Source passage:
--- --- ---

[PATCH] D117522: [clang-tidy] Add modernize-macro-to-enum check

Aaron Ballman via Phabricator via cfe-commits cfe-commits at lists.llvm.org
Fri Mar 25 06:12:16 PDT 2022


aaron.ballman accepted this revision.
aaron.ballman added a comment.
This revision is now accepted and ready to land.

Thanks for the discussion on this new check, it LGTM!



================
Comment at: clang-tools-extra/clang-tidy/modernize/MacroToEnumCheck.cpp:47
+    CRLF,
+    CRLFCR,
+  };
----------------
LegalizeAdulthood wrote:
> aaron.ballman wrote:
> > LegalizeAdulthood wrote:
> > > aaron.ballman wrote:
> > > > LegalizeAdulthood wrote:
> > > > > aaron.ballman wrote:
> > > > > > LegalizeAdulthood wrote:
> > > > > > > aaron.ballman wrote:
> > > > > > > > I'm a bit confused by this one as this is not a valid line ending (it's either three valid line endings or two valid line endings, depending on how you look at it). Can you explain why this is needed?
> > > > > > > It's a state machine, where the states are named for what we've seen so far and we're looking for //two// consecutive line endings, not just one.  Does it make sense now?
> > > > > > Thanks, I understood it was a state machine, but it's a confused one to me. `\r` was the line ending on Mac Classic, I've not seen it used outside of that platform (and I've not seen anyone write code for that platform in a long time). So, to me, the only valid combinations of line endings to worry about are: `LF LF`; `CRLF CRLF`; `CRLF LF`; `LF CRLF`.

--- --- ---

Items:
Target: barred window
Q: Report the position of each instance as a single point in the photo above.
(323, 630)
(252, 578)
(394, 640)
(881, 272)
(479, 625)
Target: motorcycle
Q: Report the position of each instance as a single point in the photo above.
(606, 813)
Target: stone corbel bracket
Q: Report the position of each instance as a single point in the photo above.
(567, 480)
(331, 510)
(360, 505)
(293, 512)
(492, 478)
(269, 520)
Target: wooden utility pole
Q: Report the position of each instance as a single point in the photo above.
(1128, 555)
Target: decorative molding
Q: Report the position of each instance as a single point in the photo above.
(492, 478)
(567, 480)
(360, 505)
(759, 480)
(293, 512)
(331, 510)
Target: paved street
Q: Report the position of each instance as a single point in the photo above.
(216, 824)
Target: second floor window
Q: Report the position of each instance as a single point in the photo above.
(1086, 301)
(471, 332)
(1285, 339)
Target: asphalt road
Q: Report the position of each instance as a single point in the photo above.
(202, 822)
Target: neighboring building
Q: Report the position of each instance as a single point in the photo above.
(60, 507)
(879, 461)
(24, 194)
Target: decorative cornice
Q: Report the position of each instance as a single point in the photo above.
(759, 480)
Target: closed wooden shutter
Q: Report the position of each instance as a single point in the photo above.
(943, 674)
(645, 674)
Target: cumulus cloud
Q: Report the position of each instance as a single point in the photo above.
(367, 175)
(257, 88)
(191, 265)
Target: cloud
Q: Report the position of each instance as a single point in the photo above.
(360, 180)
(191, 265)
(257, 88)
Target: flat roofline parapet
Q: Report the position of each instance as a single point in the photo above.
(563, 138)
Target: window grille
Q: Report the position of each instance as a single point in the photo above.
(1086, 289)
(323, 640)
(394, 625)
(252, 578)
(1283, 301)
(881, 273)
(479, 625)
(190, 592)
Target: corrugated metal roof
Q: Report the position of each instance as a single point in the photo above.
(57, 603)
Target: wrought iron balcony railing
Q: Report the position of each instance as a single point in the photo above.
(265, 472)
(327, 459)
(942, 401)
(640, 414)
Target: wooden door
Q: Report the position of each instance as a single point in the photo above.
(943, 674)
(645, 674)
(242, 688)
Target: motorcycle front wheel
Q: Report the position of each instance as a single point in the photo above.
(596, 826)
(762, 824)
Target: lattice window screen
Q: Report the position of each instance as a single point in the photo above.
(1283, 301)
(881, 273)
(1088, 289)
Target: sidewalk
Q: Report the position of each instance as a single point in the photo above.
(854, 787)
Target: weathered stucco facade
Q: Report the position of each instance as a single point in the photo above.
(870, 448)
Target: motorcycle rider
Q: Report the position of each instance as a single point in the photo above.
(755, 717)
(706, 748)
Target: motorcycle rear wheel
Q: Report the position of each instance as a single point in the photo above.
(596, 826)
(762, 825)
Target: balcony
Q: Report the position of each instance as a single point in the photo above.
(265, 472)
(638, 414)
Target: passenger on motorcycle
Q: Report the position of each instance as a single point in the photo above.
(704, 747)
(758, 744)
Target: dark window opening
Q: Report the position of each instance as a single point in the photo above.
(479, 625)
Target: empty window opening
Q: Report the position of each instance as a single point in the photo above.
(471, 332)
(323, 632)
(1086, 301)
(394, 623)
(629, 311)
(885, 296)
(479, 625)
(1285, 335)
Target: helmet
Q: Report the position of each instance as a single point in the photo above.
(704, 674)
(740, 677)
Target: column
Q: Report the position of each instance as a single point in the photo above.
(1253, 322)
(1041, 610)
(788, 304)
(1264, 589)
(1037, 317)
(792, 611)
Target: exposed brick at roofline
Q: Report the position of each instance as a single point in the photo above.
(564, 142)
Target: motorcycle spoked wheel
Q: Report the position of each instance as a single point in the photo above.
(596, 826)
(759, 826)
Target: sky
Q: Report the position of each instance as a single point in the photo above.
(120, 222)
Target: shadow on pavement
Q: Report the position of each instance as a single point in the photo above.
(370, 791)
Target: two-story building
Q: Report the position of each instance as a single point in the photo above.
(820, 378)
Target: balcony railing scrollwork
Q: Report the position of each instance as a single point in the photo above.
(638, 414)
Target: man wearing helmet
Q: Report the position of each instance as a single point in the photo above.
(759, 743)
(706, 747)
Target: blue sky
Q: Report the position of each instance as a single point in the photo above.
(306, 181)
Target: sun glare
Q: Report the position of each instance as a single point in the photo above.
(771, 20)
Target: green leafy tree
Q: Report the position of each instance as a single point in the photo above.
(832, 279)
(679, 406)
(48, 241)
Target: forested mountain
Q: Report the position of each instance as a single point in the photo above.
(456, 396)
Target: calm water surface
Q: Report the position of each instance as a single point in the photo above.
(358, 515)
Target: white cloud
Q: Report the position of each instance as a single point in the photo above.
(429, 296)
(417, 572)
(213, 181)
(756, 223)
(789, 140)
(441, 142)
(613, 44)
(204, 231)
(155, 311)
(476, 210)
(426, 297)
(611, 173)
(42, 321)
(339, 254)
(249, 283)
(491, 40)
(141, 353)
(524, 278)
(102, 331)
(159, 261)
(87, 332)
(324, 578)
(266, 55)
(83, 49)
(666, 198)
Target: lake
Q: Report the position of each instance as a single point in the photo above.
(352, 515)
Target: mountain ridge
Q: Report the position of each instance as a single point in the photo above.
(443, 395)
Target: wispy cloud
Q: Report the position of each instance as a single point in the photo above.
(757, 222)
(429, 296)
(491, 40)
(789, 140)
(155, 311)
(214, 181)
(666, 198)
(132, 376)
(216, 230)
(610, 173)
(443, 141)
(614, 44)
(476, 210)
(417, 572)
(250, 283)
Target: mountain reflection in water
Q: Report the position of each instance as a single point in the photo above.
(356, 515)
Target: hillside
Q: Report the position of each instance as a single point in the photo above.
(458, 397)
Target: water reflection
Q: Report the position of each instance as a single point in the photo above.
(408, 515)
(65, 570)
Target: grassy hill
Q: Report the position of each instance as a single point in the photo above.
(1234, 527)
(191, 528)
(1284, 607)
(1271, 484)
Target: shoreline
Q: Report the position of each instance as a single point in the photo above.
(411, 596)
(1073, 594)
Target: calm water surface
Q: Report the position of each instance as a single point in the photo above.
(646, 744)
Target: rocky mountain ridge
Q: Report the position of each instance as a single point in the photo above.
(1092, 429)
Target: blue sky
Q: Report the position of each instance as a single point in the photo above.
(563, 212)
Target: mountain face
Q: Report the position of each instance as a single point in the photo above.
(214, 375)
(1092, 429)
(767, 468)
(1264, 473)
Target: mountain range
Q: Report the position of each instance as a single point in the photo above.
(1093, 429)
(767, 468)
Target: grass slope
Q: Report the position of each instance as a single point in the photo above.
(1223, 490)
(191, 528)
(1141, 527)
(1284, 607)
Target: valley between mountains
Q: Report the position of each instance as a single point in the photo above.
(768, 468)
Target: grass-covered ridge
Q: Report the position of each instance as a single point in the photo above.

--- --- ---

Objective: Repeat the part of the patch review thread that begins with "[PATCH] D117522: [clang-tidy]" and ends with "accepted this revision.", switching "Phabricator" to "Gerrit".

Task solution:
[PATCH] D117522: [clang-tidy] Add modernize-macro-to-enum check

Aaron Ballman via Gerrit via cfe-commits cfe-commits at lists.llvm.org
Fri Mar 25 06:12:16 PDT 2022


aaron.ballman accepted this revision.